====== Stored records ======

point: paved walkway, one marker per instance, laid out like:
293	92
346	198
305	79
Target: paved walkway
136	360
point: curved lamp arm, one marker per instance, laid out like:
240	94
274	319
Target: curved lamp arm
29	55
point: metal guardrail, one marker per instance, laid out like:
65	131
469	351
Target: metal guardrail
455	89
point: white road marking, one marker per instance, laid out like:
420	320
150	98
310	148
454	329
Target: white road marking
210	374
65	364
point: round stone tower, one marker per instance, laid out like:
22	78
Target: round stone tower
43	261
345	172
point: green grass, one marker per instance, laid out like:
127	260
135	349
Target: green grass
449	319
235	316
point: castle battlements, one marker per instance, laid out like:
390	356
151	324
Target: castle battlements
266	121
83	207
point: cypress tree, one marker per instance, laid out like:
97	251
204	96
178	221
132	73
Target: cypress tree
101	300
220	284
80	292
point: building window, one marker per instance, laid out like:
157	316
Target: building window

======

▸ **What to do**
Can you rewrite all of the lines above, requests included, scaling every point coordinate in the answers by 0.6 and rounding each result to a whole number, with halves rounded up? The requests and their sample coordinates stay unchanged.

▸ **Result of the task**
point: paved walkway, one marker per instance, laid out like:
293	92
346	198
305	79
Target: paved walkway
82	216
point: curved lamp arm, one marker per instance, laid out like:
240	94
274	319
Target: curved lamp arm
17	33
point: metal guardrail, one marker per instance, laid out like:
65	131
469	351
Target: metal guardrail
273	53
point: white road marking, one marker per instance, laid out like:
420	320
150	98
310	148
454	329
Target: white road marking
126	224
39	218
point: round stone tower, one marker per instance, laid out like:
22	78
Target: round stone tower
26	157
207	103
point: green grass, one marker per instance, laid out like:
127	260
135	349
Target: green grass
269	191
141	190
point: castle battlements, one marker per instance, laid out like:
390	356
151	324
Target: castle battlements
160	73
50	124
point: cypress tree, one marker per instance, laid out like:
97	251
204	96
178	221
132	73
Target: cypress tree
61	180
132	170
48	175
point: building window, one marker per instance, laid out like:
157	316
Target: building window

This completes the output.